▶ **Цитируемый фрагмент**
⟨
Эту мысль доведет до логичного завершения один Яша, и как раз Кончеев, «неприятно тихий человек», у которого особый дар и привычка давать точные определения вещей, не считаясь с тем, что точность может оказаться травмирующей, поведает Федору эпилог — вполне отвечающий развязке той же сюжетной линии у Пушкина: «Ольга недавно вышла замуж за меховщика и уехала в Соединенные Штаты. Не совсем улан, но все-таки…» С позиций другой школы история несчастного Яши, конечно, оказывается тем «человеческим документом», который по силе воздействия превосходит любые стихи. Затронув, по случайному поводу, уже подзабытую тему, и Кончеев, и Федор в свою последнюю встречу (которой, как выясняется, не было) прекрасно знают, что разговор у них в действительности идет не о Яше, а о насущности или, напротив, невозможности поэзии в сумрачные времена, когда подобные темы становятся актуальными, и даже слишком. Беседа на скамье в парке — та самая, когда Федор признается, что более всего ему бы хотелось воспринимать время как бесконечно длящееся настоящее, — сразу вслед упоминанию о Яше, застрелившемся где-то поблизости, переходит на «Жизнь Чернышевского», а значит, и на появившиеся отклики, среди которых самый язвительный — и, надо признать, самый принципиальный — принадлежит Мортусу: Адамовичу, сконтаминированному с Гиппиус.
⟩
▶ **Задание**
Верни дословно весь фрагмент о Яше, Кончееве и Федоре, ничего в нем не меняя.

[Записи разметки контуров]
⟨
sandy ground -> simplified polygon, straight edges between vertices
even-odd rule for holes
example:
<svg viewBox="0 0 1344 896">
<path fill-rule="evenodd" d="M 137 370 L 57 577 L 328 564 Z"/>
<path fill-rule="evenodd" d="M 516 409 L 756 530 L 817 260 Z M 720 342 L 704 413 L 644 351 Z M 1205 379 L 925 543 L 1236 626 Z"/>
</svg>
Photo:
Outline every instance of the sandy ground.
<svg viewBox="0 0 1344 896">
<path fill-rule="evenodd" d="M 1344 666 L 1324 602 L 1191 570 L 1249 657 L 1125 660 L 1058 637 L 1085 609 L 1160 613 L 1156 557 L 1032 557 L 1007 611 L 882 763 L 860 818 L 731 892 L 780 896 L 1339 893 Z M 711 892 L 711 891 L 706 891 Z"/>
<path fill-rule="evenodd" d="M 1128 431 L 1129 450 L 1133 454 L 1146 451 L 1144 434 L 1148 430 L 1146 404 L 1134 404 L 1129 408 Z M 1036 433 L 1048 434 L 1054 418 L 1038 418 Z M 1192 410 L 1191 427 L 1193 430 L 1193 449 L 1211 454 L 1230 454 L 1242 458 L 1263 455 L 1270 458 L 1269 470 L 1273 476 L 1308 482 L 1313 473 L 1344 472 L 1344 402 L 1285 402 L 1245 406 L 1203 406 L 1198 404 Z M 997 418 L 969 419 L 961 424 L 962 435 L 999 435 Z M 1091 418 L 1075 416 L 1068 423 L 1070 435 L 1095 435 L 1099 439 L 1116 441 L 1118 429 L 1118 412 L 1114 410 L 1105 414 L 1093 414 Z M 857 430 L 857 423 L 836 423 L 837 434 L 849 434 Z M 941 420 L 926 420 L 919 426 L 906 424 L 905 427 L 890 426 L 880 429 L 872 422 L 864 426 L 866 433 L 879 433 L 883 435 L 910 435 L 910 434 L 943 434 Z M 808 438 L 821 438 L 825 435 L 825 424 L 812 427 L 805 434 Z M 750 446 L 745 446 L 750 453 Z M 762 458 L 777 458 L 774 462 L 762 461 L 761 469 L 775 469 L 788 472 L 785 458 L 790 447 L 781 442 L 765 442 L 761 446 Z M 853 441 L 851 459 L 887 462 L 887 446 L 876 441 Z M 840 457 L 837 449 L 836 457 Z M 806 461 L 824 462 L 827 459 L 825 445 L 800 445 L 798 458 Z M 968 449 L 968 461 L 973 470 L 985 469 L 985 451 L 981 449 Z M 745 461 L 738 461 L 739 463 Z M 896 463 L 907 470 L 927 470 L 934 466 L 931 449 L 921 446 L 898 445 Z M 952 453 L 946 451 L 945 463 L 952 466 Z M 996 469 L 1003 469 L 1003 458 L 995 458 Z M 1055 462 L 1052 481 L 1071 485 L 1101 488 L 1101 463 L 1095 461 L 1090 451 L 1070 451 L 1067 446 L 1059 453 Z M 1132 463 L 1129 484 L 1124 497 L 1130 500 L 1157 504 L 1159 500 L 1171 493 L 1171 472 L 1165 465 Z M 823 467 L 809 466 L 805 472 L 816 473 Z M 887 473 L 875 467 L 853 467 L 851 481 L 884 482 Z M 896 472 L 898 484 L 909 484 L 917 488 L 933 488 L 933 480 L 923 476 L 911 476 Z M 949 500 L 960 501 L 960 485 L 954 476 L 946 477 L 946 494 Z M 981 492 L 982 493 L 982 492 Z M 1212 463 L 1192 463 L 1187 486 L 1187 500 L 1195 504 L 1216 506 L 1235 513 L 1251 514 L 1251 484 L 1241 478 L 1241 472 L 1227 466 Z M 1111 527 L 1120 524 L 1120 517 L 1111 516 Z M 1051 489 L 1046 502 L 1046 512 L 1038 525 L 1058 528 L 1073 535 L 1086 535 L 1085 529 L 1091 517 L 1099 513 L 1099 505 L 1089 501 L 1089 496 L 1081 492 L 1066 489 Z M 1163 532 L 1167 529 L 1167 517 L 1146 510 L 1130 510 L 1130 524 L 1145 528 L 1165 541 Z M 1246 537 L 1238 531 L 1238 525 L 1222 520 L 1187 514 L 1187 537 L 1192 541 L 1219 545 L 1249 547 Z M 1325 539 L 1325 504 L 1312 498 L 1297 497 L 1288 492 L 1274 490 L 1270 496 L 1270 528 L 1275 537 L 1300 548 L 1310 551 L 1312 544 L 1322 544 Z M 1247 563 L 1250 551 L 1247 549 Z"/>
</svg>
⟩
▶ **Ответ**
Эту мысль доведет до логичного завершения один Яша, и как раз Кончеев, «неприятно тихий человек», у которого особый дар и привычка давать точные определения вещей, не считаясь с тем, что точность может оказаться травмирующей, поведает Федору эпилог — вполне отвечающий развязке той же сюжетной линии у Пушкина: «Ольга недавно вышла замуж за меховщика и уехала в Соединенные Штаты. Не совсем улан, но все-таки…» С позиций другой школы история несчастного Яши, конечно, оказывается тем «человеческим документом», который по силе воздействия превосходит любые стихи. Затронув, по случайному поводу, уже подзабытую тему, и Кончеев, и Федор в свою последнюю встречу (которой, как выясняется, не было) прекрасно знают, что разговор у них в действительности идет не о Яше, а о насущности или, напротив, невозможности поэзии в сумрачные времена, когда подобные темы становятся актуальными, и даже слишком. Беседа на скамье в парке — та самая, когда Федор признается, что более всего ему бы хотелось воспринимать время как бесконечно длящееся настоящее, — сразу вслед упоминанию о Яше, застрелившемся где-то поблизости, переходит на «Жизнь Чернышевского», а значит, и на появившиеся отклики, среди которых самый язвительный — и, надо признать, самый принципиальный — принадлежит Мортусу: Адамовичу, сконтаминированному с Гиппиус.